=== Required task ===
Pick out every line in the rows below that contains the word "switch", and copy each of those lines.

=== Rows for pointing and labeling ===
::::

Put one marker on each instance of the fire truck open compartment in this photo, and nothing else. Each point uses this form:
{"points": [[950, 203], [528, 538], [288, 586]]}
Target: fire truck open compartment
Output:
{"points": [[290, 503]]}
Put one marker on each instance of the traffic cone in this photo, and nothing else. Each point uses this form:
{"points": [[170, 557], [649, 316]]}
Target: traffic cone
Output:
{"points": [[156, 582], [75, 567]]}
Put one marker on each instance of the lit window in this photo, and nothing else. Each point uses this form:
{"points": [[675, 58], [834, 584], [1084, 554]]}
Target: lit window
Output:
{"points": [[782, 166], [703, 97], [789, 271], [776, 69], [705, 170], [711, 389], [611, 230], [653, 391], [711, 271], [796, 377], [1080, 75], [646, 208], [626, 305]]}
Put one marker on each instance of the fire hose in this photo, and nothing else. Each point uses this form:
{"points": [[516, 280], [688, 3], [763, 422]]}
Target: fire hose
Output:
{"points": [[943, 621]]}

::::

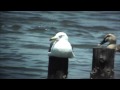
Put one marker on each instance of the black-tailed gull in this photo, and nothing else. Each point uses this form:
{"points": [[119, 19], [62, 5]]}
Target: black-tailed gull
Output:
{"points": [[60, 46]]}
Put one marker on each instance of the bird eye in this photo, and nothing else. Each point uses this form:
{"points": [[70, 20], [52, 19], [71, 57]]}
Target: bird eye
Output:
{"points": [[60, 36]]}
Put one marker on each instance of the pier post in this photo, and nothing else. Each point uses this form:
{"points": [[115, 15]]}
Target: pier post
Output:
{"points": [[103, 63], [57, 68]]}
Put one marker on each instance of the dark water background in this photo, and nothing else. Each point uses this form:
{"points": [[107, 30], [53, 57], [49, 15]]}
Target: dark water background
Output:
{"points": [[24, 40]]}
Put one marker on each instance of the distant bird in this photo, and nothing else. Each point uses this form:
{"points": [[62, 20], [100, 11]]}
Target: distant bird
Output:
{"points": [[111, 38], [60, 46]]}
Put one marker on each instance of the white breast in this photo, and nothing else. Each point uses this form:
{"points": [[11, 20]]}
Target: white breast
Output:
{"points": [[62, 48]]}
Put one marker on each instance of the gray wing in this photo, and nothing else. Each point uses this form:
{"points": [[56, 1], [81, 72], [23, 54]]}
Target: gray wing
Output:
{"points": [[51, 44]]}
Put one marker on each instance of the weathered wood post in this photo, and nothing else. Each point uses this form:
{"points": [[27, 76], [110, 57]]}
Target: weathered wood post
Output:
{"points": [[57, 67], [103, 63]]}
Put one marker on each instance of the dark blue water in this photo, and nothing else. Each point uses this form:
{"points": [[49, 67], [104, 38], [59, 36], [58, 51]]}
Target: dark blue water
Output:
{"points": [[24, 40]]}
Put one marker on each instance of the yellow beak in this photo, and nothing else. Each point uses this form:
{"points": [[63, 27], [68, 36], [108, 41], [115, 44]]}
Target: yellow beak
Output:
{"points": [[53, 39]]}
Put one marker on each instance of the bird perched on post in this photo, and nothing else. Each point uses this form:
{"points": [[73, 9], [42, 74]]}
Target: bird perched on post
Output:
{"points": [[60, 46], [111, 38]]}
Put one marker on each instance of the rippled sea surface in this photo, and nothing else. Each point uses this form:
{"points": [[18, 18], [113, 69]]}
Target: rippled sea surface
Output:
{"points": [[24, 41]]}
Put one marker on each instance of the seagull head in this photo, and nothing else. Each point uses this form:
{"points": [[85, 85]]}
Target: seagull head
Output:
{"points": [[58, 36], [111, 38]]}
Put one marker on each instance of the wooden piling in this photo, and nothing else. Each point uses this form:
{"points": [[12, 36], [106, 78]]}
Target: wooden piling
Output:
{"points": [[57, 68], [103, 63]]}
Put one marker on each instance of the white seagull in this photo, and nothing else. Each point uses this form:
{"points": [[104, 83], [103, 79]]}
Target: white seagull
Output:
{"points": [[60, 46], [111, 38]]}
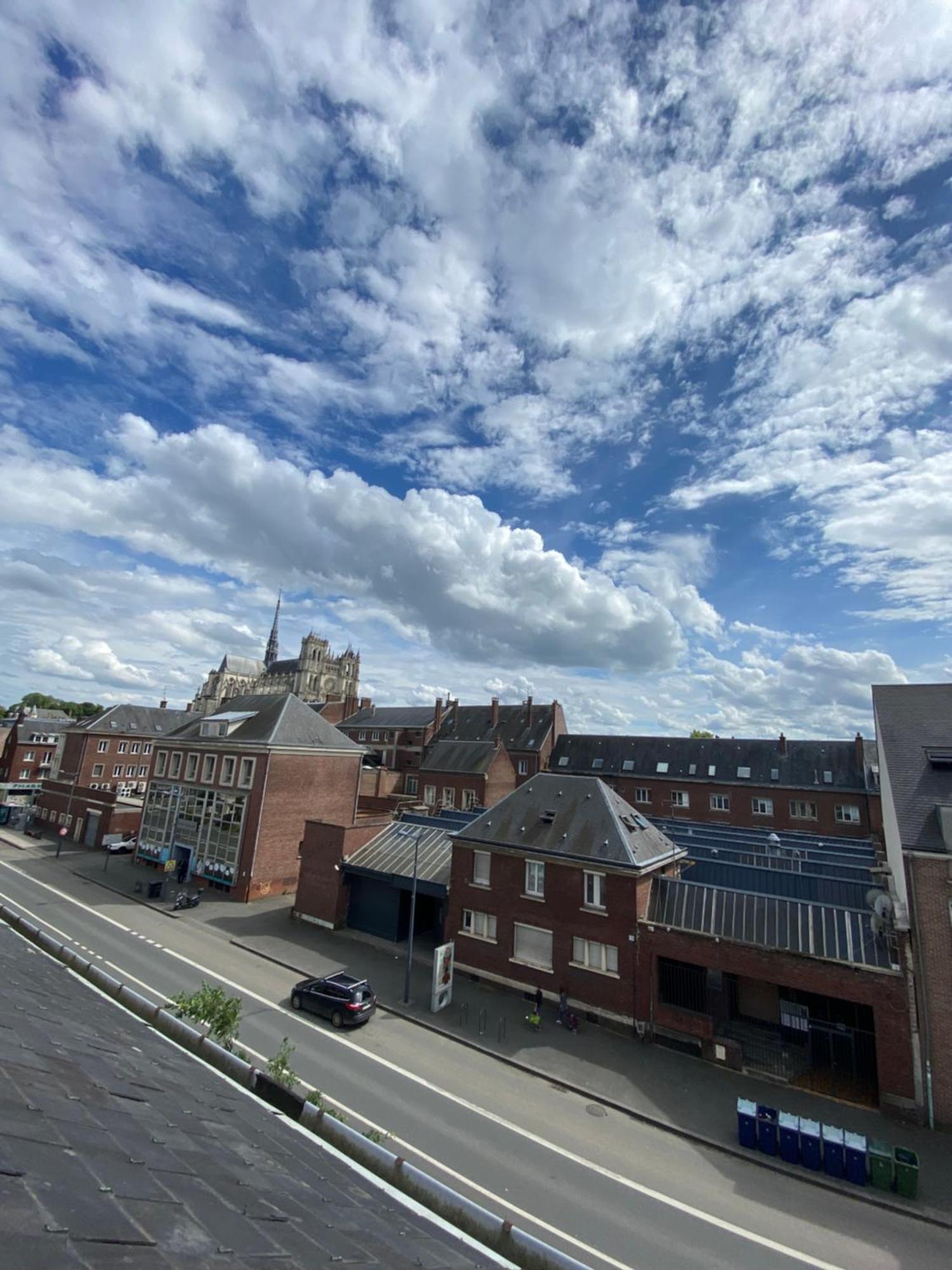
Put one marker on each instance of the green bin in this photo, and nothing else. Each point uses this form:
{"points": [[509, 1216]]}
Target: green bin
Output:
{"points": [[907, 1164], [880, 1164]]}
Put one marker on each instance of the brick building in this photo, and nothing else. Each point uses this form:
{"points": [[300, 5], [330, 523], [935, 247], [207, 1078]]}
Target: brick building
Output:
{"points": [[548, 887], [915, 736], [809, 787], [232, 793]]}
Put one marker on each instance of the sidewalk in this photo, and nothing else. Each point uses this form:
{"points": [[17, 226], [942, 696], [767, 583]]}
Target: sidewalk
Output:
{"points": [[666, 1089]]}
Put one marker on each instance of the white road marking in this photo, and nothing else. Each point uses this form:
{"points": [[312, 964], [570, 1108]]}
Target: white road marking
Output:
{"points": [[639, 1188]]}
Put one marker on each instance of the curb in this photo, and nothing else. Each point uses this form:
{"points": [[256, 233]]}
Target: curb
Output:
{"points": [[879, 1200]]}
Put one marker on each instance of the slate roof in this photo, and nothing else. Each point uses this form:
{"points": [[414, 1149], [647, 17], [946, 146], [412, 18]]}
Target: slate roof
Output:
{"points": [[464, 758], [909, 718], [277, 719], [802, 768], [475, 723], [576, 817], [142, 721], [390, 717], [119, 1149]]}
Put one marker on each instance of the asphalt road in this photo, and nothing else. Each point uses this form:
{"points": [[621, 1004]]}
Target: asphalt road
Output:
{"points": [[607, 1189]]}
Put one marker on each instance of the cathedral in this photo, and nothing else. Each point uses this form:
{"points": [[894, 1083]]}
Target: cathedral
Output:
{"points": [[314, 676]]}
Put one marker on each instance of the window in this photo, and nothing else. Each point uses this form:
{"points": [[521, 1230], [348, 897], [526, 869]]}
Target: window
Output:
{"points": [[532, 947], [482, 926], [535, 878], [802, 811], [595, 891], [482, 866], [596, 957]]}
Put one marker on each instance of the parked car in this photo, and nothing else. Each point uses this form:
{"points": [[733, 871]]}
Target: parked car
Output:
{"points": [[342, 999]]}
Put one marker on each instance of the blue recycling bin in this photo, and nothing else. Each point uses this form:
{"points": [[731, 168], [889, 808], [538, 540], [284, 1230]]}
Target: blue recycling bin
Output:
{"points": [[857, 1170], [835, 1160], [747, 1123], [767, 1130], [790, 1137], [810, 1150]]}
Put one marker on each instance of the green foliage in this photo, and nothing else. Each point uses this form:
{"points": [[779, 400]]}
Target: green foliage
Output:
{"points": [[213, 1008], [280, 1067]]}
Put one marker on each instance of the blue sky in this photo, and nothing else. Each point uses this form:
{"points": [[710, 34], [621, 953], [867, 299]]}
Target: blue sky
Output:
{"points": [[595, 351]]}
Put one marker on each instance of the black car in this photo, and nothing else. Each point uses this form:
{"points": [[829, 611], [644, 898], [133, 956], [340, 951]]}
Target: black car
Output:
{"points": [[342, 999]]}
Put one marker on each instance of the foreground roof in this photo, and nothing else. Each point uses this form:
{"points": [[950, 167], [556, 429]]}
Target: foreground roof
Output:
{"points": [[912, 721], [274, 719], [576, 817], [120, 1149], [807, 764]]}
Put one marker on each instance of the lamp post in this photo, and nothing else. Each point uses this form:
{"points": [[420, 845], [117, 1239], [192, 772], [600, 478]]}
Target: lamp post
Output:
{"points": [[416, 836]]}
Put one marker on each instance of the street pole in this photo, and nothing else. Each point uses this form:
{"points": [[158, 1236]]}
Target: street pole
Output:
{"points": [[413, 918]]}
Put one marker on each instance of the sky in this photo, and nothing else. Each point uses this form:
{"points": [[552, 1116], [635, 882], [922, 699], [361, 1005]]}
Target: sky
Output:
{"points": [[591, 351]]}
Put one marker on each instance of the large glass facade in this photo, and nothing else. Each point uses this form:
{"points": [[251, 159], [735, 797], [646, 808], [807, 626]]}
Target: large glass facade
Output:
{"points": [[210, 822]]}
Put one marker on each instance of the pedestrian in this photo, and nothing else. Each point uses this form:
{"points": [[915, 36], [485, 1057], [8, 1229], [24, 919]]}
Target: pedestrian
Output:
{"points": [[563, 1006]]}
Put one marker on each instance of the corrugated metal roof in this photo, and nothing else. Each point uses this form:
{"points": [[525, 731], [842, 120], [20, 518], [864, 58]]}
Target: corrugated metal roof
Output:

::::

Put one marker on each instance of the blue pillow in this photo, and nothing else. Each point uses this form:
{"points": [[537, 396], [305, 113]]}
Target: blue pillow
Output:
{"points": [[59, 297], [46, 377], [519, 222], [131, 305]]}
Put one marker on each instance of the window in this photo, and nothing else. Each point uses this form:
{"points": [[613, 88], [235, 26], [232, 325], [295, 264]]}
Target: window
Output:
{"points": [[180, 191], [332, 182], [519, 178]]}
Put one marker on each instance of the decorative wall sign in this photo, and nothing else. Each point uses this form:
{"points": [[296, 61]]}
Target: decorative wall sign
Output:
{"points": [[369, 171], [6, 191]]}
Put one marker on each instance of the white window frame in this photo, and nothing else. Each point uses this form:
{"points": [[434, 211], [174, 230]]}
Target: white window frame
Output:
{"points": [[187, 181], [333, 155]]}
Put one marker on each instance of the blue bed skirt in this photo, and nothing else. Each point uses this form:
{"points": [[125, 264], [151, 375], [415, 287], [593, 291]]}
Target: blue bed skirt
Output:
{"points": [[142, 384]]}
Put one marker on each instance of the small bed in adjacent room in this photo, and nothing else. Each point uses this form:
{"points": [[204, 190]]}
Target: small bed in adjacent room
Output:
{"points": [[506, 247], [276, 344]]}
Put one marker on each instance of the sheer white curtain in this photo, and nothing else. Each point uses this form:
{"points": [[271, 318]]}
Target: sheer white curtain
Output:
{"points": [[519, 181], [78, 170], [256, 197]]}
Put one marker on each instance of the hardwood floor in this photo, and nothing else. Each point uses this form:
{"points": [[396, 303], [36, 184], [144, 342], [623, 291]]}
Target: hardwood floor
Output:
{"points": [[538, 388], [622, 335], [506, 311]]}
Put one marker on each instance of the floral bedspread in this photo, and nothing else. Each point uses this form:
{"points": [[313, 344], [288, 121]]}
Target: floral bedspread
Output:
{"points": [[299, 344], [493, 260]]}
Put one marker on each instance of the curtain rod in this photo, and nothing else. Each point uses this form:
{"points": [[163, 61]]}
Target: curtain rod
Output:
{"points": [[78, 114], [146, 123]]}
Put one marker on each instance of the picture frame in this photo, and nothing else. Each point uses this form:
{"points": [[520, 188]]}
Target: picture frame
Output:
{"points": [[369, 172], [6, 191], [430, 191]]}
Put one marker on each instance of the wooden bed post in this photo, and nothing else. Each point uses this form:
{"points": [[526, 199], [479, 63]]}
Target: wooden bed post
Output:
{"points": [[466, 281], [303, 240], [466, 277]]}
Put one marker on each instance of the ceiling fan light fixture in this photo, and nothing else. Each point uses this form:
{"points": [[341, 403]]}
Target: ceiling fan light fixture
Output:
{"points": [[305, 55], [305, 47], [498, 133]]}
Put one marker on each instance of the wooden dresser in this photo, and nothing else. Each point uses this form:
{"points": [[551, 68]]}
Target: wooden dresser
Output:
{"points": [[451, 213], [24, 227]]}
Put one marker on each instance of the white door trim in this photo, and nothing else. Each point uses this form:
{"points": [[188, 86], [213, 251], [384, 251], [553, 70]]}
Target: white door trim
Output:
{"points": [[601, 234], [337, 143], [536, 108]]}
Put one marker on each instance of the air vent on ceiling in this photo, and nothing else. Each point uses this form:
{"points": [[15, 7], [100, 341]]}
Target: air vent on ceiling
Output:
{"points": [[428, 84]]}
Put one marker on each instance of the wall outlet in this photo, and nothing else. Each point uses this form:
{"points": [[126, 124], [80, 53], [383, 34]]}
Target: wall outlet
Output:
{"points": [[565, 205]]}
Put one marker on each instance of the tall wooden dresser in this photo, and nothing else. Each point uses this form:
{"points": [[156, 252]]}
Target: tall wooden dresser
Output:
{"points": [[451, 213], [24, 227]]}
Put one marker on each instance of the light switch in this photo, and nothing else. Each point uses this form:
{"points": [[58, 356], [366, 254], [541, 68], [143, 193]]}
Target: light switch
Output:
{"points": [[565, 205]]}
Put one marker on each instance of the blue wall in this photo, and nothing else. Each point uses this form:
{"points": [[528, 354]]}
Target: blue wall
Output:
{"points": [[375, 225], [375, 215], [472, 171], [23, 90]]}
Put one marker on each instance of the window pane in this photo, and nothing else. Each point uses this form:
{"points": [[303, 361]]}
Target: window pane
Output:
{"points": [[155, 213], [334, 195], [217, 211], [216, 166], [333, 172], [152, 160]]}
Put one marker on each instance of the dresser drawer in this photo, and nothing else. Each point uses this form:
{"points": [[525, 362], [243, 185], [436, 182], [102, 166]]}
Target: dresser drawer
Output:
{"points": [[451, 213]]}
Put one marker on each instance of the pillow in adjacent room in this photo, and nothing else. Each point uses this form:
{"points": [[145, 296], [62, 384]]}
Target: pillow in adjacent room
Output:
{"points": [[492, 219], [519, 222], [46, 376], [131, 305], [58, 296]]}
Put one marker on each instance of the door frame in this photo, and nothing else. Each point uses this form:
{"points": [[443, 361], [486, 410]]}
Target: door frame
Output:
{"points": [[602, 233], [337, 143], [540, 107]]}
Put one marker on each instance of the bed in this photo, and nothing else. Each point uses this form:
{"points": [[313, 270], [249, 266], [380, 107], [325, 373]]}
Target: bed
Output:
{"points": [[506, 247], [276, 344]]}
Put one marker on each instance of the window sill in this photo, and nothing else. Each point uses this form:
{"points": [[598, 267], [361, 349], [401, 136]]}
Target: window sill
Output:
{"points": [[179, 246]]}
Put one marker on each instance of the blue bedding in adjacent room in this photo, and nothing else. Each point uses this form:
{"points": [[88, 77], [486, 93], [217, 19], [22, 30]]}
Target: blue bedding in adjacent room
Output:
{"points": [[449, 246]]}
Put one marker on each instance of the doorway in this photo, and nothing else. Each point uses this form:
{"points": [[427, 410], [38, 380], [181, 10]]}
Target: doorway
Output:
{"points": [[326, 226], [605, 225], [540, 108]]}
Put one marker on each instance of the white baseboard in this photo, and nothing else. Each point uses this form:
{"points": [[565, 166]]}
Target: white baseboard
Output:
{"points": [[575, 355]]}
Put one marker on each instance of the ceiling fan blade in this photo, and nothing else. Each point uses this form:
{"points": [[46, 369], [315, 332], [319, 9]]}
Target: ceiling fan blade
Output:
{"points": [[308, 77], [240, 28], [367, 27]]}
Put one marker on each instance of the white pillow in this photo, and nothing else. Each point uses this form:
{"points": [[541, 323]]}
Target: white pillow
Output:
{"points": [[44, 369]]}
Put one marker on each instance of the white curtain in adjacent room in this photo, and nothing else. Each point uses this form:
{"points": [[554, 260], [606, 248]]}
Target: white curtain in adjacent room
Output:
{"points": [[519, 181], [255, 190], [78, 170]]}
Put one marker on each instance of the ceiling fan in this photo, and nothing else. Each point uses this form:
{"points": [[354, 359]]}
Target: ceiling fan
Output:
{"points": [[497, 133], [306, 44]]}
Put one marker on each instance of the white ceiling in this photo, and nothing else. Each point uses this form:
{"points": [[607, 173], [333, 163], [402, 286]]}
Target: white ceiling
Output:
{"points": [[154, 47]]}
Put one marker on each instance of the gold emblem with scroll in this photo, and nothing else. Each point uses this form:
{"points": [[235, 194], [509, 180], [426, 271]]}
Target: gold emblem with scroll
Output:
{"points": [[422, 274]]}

::::

=== Task answer ===
Put one marker on each instance of the light switch in this photo, and nothing else. Each point uses this form:
Target: light switch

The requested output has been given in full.